> [What this task involves]: Among these entries, how many lines contain "white"? Say the number and nothing else.
++++ Task material ++++
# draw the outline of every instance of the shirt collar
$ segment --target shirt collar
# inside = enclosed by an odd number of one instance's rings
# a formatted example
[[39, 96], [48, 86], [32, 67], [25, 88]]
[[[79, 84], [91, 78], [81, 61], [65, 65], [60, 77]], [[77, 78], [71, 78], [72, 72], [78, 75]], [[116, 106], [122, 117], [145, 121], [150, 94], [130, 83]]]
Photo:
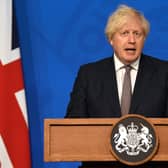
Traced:
[[[140, 57], [138, 57], [138, 59], [136, 61], [132, 62], [130, 65], [133, 69], [138, 71], [139, 62], [140, 62]], [[118, 59], [118, 57], [116, 56], [115, 53], [114, 53], [114, 64], [115, 64], [116, 71], [120, 70], [124, 66], [124, 64]]]

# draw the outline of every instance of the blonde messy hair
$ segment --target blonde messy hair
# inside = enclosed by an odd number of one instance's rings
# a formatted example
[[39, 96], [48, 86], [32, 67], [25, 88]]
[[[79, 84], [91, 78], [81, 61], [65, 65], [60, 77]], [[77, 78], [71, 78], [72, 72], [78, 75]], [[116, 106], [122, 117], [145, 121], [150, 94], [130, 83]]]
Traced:
[[120, 5], [117, 10], [109, 17], [105, 28], [108, 40], [125, 24], [126, 17], [136, 16], [142, 22], [145, 37], [149, 33], [150, 24], [142, 13], [126, 5]]

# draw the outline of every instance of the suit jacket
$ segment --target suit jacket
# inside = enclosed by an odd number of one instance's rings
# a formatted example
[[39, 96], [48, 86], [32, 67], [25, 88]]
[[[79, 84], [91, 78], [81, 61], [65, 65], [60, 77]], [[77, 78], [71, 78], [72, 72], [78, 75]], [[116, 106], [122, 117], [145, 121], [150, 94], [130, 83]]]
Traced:
[[[80, 67], [66, 117], [120, 117], [113, 57]], [[142, 54], [130, 114], [168, 116], [168, 62]]]

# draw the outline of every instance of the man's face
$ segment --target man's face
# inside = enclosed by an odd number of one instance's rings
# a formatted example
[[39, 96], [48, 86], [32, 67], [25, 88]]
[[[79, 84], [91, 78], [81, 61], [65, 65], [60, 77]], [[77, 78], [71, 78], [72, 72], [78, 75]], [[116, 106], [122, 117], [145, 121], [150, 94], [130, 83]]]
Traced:
[[129, 16], [123, 27], [113, 35], [110, 43], [120, 61], [130, 64], [141, 55], [144, 41], [145, 35], [140, 20]]

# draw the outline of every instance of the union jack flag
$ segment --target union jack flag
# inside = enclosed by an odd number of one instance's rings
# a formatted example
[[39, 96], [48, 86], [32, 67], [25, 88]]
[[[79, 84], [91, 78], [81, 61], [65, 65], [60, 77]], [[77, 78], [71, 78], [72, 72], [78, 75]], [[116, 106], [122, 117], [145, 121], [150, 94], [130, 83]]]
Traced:
[[29, 129], [12, 0], [0, 0], [0, 167], [30, 168]]

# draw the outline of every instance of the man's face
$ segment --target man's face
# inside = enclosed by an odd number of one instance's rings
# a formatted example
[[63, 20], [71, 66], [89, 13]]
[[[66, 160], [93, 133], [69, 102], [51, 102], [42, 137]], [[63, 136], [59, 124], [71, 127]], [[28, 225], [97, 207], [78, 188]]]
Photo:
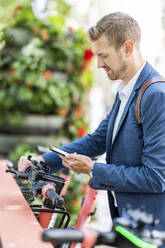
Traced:
[[110, 80], [124, 78], [127, 64], [121, 48], [115, 49], [103, 35], [93, 42], [93, 52], [97, 56], [98, 68], [103, 68]]

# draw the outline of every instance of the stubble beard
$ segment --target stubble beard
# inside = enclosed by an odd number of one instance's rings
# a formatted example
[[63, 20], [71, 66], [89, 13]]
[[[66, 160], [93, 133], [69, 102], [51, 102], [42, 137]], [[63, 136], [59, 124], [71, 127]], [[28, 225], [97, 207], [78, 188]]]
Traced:
[[116, 71], [110, 70], [107, 73], [107, 76], [110, 80], [120, 80], [123, 78], [122, 75], [123, 75], [123, 72], [126, 71], [126, 69], [127, 69], [127, 65], [125, 63], [122, 63], [120, 66], [120, 69]]

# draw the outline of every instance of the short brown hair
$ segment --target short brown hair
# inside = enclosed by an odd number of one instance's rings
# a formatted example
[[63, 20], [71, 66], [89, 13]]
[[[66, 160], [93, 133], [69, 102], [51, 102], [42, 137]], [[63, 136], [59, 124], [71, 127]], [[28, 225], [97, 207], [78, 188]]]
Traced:
[[91, 41], [105, 35], [115, 48], [121, 47], [126, 40], [140, 44], [141, 30], [137, 21], [123, 12], [114, 12], [102, 17], [96, 26], [89, 28], [88, 36]]

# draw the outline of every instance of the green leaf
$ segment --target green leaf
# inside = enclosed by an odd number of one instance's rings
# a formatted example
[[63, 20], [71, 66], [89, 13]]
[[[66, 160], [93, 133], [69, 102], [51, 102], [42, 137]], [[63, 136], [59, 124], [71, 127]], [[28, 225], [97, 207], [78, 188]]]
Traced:
[[62, 16], [50, 16], [49, 20], [51, 21], [55, 30], [61, 33], [65, 25], [65, 19]]

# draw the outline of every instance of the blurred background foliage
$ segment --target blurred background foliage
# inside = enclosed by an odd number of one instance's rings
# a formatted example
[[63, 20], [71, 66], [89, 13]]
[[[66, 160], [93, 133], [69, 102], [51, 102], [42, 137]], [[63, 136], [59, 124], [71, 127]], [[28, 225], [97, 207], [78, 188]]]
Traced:
[[59, 135], [84, 136], [93, 54], [83, 30], [65, 25], [71, 7], [56, 1], [56, 14], [41, 20], [28, 1], [16, 7], [21, 1], [7, 2], [2, 6], [12, 18], [5, 19], [0, 36], [0, 129], [20, 125], [27, 114], [55, 115], [65, 117]]
[[[17, 6], [31, 6], [31, 0], [0, 0], [0, 23], [10, 25]], [[67, 17], [72, 11], [72, 5], [65, 0], [51, 0], [51, 9], [57, 15]]]
[[[93, 54], [84, 31], [66, 25], [72, 8], [65, 0], [52, 1], [54, 12], [44, 19], [35, 17], [30, 4], [29, 0], [0, 0], [0, 134], [13, 135], [29, 114], [61, 117], [58, 131], [50, 133], [54, 144], [61, 145], [60, 137], [70, 142], [88, 131]], [[19, 141], [19, 135], [8, 151], [15, 163], [34, 151], [34, 145]], [[74, 221], [85, 189], [86, 182], [84, 186], [81, 175], [74, 173], [66, 199]]]

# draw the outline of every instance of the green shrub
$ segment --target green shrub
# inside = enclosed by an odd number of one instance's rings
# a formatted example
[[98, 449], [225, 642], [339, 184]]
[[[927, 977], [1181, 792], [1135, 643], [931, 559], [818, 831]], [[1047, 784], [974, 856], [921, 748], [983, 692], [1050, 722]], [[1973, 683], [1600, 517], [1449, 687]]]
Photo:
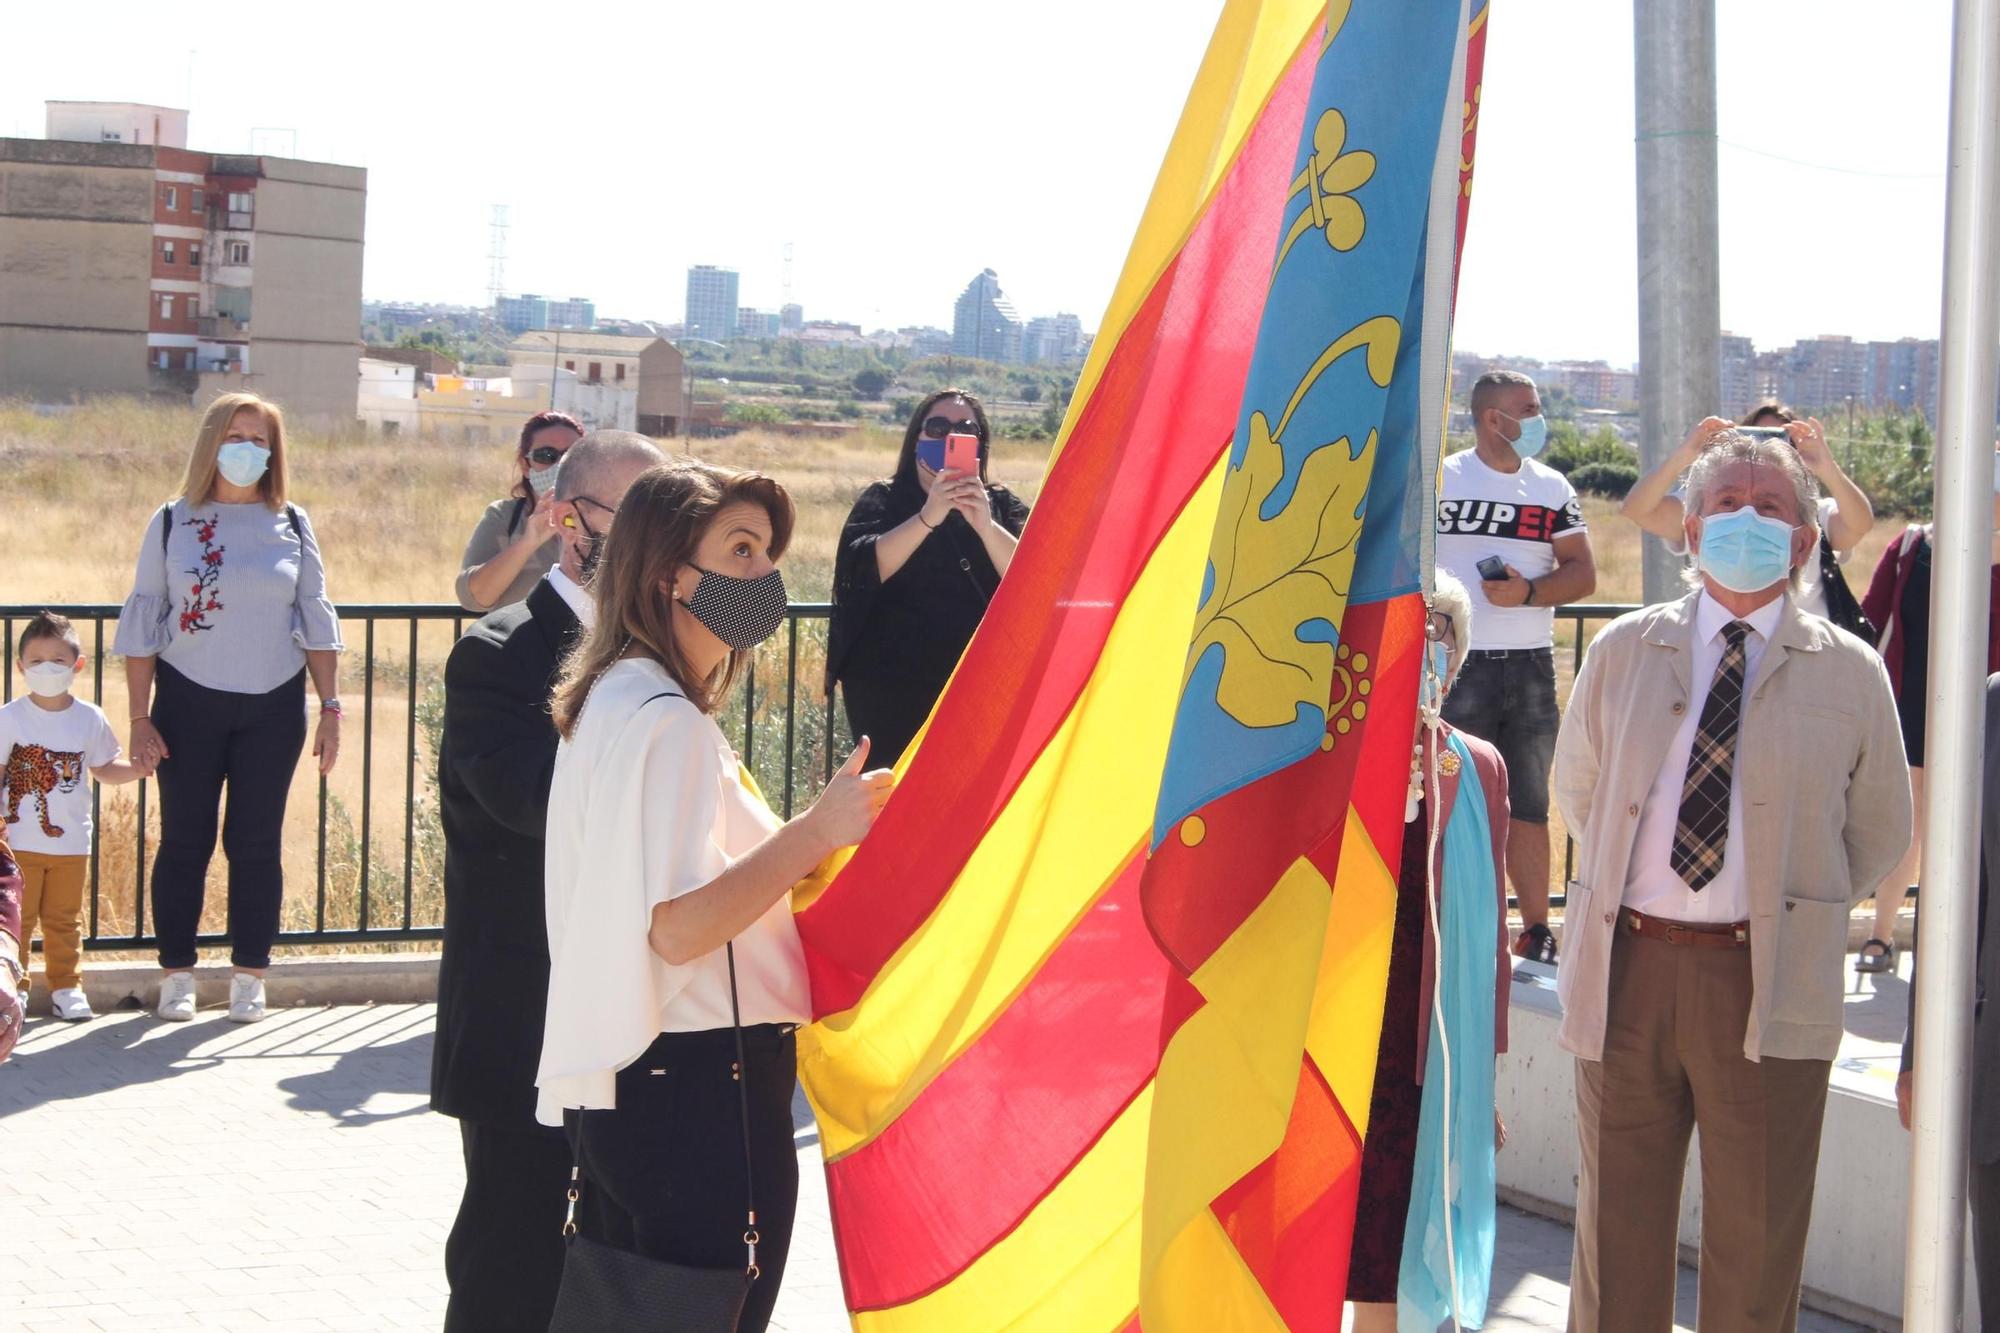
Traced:
[[1630, 463], [1585, 463], [1569, 474], [1569, 484], [1584, 495], [1601, 495], [1622, 500], [1639, 482], [1639, 469]]
[[[1578, 490], [1582, 490], [1583, 487], [1575, 476], [1578, 469], [1589, 467], [1593, 463], [1636, 469], [1638, 453], [1631, 445], [1619, 439], [1618, 432], [1609, 426], [1599, 426], [1589, 435], [1585, 435], [1567, 421], [1551, 421], [1549, 445], [1542, 451], [1542, 461], [1568, 477]], [[1625, 484], [1629, 489], [1632, 483]], [[1620, 491], [1619, 494], [1623, 495], [1624, 492]]]

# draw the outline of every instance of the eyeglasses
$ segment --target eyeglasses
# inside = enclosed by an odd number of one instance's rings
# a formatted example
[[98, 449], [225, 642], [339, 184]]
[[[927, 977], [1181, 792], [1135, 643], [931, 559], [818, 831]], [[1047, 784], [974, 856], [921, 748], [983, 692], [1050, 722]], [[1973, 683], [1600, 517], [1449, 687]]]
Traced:
[[528, 461], [530, 463], [540, 463], [543, 467], [554, 467], [557, 463], [562, 462], [564, 452], [564, 450], [558, 449], [552, 444], [539, 444], [533, 449], [528, 450]]
[[947, 435], [977, 435], [979, 423], [971, 419], [953, 421], [949, 417], [924, 418], [924, 438], [942, 440]]
[[1451, 637], [1451, 617], [1442, 611], [1432, 611], [1424, 617], [1424, 637], [1433, 643], [1443, 642]]

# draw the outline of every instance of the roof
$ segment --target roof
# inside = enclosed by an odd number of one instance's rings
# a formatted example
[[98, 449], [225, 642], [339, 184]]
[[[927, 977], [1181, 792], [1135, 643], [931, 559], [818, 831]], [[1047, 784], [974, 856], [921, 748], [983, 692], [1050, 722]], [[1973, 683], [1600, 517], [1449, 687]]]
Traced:
[[557, 332], [554, 329], [535, 329], [516, 338], [507, 348], [510, 352], [547, 352], [555, 348], [557, 341], [565, 352], [601, 352], [606, 356], [637, 356], [655, 343], [663, 347], [673, 344], [665, 338], [626, 337], [617, 333], [579, 333], [573, 329]]

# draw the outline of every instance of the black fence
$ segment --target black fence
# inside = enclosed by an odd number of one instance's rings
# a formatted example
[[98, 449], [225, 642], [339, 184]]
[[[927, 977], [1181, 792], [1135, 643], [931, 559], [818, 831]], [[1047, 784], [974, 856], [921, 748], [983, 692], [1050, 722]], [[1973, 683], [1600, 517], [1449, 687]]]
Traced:
[[[21, 622], [44, 609], [76, 624], [85, 656], [77, 693], [104, 708], [125, 737], [130, 713], [124, 672], [110, 652], [116, 606], [0, 606], [0, 647], [7, 662], [0, 701], [13, 697]], [[1595, 627], [1632, 609], [1583, 604], [1556, 612], [1558, 676], [1565, 693]], [[758, 650], [718, 719], [772, 806], [787, 818], [819, 794], [852, 744], [846, 718], [823, 683], [831, 612], [823, 603], [794, 604], [784, 629]], [[300, 764], [286, 820], [286, 902], [278, 942], [395, 947], [436, 940], [443, 934], [444, 912], [436, 786], [444, 662], [477, 617], [448, 605], [346, 606], [340, 617], [348, 648], [341, 663], [347, 709], [342, 754], [330, 778], [317, 775], [310, 757]], [[159, 827], [150, 787], [139, 782], [106, 789], [91, 783], [97, 836], [85, 906], [87, 949], [146, 950], [156, 942], [147, 929], [145, 891], [148, 847], [157, 842]], [[308, 793], [311, 799], [300, 799]], [[29, 817], [24, 806], [23, 818]], [[1570, 863], [1566, 851], [1565, 881]], [[220, 929], [226, 878], [218, 853], [210, 866], [199, 937], [204, 946], [227, 943]], [[301, 892], [302, 885], [310, 885], [309, 894]]]

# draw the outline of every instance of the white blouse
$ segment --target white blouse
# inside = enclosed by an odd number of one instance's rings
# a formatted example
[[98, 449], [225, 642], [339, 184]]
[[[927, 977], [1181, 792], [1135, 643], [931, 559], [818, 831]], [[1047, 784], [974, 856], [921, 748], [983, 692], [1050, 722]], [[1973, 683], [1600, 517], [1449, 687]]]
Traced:
[[[665, 667], [628, 658], [598, 680], [549, 789], [543, 1124], [560, 1125], [565, 1107], [611, 1107], [614, 1076], [660, 1033], [729, 1026], [724, 951], [676, 967], [647, 931], [654, 906], [707, 885], [777, 827]], [[810, 1017], [790, 895], [736, 937], [736, 983], [745, 1026]]]

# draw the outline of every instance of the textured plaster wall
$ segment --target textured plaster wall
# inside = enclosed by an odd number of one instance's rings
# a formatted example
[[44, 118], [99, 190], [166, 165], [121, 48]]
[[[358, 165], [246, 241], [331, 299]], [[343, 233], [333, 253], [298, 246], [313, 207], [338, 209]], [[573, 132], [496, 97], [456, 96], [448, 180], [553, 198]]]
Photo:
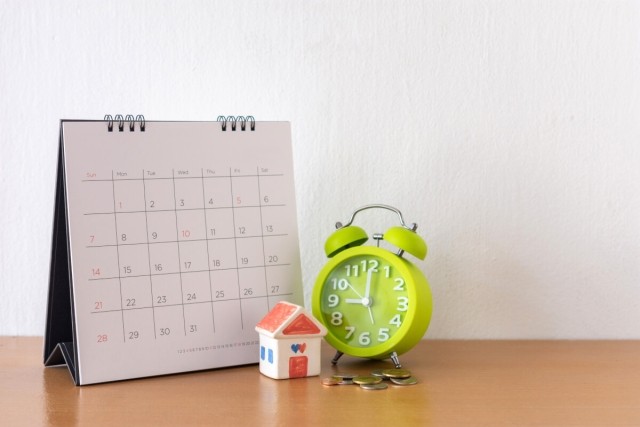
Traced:
[[143, 113], [292, 122], [307, 300], [382, 202], [427, 337], [640, 338], [637, 2], [2, 0], [0, 43], [0, 334], [44, 330], [59, 120]]

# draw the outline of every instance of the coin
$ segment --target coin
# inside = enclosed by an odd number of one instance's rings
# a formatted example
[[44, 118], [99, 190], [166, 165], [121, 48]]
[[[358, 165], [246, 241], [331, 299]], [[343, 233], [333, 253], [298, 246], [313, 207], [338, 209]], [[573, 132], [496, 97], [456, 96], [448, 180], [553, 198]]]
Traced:
[[338, 381], [335, 378], [323, 378], [322, 379], [322, 385], [326, 385], [327, 387], [331, 387], [334, 385], [338, 385], [340, 384], [340, 381]]
[[333, 374], [332, 377], [342, 381], [342, 380], [352, 380], [355, 377], [357, 377], [357, 375], [356, 374]]
[[406, 369], [385, 369], [382, 374], [388, 378], [409, 378], [411, 371]]
[[338, 385], [351, 385], [353, 384], [352, 377], [343, 377], [342, 375], [333, 375], [331, 378], [338, 381]]
[[368, 375], [359, 375], [353, 379], [353, 382], [356, 384], [378, 384], [382, 382], [382, 378], [368, 376]]
[[371, 375], [373, 375], [374, 377], [382, 378], [383, 380], [387, 380], [388, 378], [384, 376], [382, 371], [382, 369], [376, 369], [375, 371], [371, 371]]
[[360, 384], [360, 388], [363, 390], [384, 390], [388, 386], [384, 383], [378, 384]]
[[390, 378], [391, 382], [396, 385], [414, 385], [418, 384], [418, 380], [415, 377], [409, 378]]

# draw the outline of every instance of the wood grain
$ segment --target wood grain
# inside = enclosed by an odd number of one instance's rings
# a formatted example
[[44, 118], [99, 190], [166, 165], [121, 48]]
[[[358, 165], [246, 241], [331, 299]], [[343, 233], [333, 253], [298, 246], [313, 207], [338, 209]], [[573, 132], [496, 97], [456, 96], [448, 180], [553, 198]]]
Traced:
[[43, 367], [42, 338], [0, 337], [0, 424], [640, 425], [640, 341], [422, 341], [401, 357], [420, 383], [384, 391], [322, 386], [390, 366], [332, 368], [332, 355], [323, 344], [320, 377], [251, 365], [76, 387], [66, 367]]

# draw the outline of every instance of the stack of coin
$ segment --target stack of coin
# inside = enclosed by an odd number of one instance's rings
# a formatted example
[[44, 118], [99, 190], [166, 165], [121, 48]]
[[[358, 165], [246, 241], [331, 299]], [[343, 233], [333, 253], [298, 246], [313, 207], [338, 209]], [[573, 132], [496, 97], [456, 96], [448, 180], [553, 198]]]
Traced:
[[382, 384], [382, 378], [374, 375], [359, 375], [353, 379], [353, 382], [365, 390], [384, 390], [387, 388], [386, 384]]
[[407, 386], [418, 383], [407, 369], [377, 369], [370, 375], [336, 374], [322, 380], [322, 385], [351, 385], [357, 384], [364, 390], [384, 390], [388, 386], [383, 381], [390, 381], [393, 385]]
[[395, 385], [413, 385], [418, 383], [418, 380], [411, 376], [411, 371], [407, 369], [385, 369], [382, 371], [382, 375]]

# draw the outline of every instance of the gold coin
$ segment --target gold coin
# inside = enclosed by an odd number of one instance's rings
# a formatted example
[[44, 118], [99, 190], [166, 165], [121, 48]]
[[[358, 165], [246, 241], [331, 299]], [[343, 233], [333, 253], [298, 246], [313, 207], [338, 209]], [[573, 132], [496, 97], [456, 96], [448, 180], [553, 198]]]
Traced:
[[409, 378], [389, 378], [392, 383], [396, 385], [414, 385], [418, 384], [418, 380], [415, 377]]
[[360, 388], [363, 390], [384, 390], [388, 386], [382, 382], [377, 384], [360, 384]]
[[387, 378], [409, 378], [411, 371], [406, 369], [385, 369], [382, 374]]
[[382, 378], [383, 380], [388, 379], [387, 377], [384, 376], [382, 371], [383, 371], [382, 369], [376, 369], [375, 371], [371, 371], [371, 375], [373, 375], [374, 377]]
[[335, 378], [323, 378], [322, 379], [322, 385], [326, 385], [327, 387], [331, 387], [334, 385], [338, 385], [340, 384], [340, 381], [338, 381]]
[[333, 374], [332, 377], [339, 381], [343, 381], [343, 380], [352, 380], [355, 377], [357, 377], [357, 375], [356, 374]]
[[356, 384], [378, 384], [382, 382], [382, 378], [368, 375], [359, 375], [353, 379], [353, 382]]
++++
> [Completed task]: 2